** BEGIN Data in this exercise **
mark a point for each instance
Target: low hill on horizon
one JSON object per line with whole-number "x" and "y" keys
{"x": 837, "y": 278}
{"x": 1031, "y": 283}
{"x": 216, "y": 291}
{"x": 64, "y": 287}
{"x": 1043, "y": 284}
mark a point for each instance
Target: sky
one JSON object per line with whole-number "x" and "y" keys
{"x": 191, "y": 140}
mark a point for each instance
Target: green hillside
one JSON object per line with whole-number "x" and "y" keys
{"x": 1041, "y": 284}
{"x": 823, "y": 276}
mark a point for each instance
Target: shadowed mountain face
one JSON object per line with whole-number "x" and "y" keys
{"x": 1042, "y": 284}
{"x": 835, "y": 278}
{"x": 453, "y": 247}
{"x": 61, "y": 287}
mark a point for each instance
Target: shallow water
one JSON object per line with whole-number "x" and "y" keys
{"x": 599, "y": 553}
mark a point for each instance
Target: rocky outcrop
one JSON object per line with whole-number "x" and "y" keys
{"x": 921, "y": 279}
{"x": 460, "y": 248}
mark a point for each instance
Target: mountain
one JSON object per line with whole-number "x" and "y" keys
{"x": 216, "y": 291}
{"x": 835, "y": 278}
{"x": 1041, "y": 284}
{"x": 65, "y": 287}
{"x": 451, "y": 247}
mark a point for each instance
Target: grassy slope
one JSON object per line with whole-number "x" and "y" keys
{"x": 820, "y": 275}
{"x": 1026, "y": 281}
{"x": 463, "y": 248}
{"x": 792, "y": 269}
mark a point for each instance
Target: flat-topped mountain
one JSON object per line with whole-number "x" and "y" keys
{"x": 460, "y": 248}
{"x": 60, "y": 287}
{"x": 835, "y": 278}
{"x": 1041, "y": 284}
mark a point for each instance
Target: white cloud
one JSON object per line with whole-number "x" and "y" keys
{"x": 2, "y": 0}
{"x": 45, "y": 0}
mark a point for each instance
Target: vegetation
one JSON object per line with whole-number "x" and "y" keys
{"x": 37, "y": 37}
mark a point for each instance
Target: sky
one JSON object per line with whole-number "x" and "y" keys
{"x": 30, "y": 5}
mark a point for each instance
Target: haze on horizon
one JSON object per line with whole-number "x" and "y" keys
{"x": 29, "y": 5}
** END Data in this exercise **
▶ [Your objective] Without leaving anything out, quote all the data.

▶ [Output for this exercise]
mark a point for each instance
Target: low hill on horizon
one JSON object per line with whole-number "x" and "y" keys
{"x": 837, "y": 278}
{"x": 1031, "y": 283}
{"x": 216, "y": 291}
{"x": 64, "y": 287}
{"x": 1043, "y": 284}
mark a point for each instance
Target: sky
one JSON object per line with whole-number "x" and "y" keys
{"x": 191, "y": 140}
mark a point for each instance
Target: green hillside
one JSON object per line with whole-number "x" and "y" keys
{"x": 1041, "y": 284}
{"x": 823, "y": 276}
mark a point for each instance
Target: shadowed mountain face
one JSON object per line with whole-number "x" and "y" keys
{"x": 1042, "y": 284}
{"x": 835, "y": 278}
{"x": 453, "y": 247}
{"x": 61, "y": 287}
mark a point for each instance
Target: shallow water
one JSON object per line with whole-number "x" and "y" keys
{"x": 599, "y": 553}
mark a point for each instance
Target: rocky outcrop
one JSON object per line with whole-number "x" and "y" keys
{"x": 921, "y": 279}
{"x": 460, "y": 248}
mark a point for each instance
Target: mountain
one JSON object per line with whole-number "x" and "y" keys
{"x": 216, "y": 291}
{"x": 835, "y": 278}
{"x": 1041, "y": 284}
{"x": 65, "y": 287}
{"x": 451, "y": 247}
mark a point for each instance
Target: grassy slope
one JSON object per line with whole-number "x" and "y" keys
{"x": 820, "y": 275}
{"x": 1026, "y": 281}
{"x": 463, "y": 248}
{"x": 792, "y": 269}
mark a point for each instance
Target: flat-topped mountain
one JSON object per line with whole-number "x" and "y" keys
{"x": 460, "y": 248}
{"x": 60, "y": 287}
{"x": 835, "y": 278}
{"x": 1041, "y": 284}
mark a point for each instance
Target: white cloud
one JSON object per line with whole-number "x" and "y" keys
{"x": 2, "y": 0}
{"x": 45, "y": 0}
mark a point for each instance
Target: vegetation
one JSON object per line with whole-number "x" and "y" keys
{"x": 37, "y": 37}
mark a point for each instance
Target: sky
one JSON object per line with whole-number "x" and "y" keys
{"x": 30, "y": 5}
mark a point for each instance
Target: haze on horizon
one JSON object per line with whole-number "x" and "y" keys
{"x": 29, "y": 5}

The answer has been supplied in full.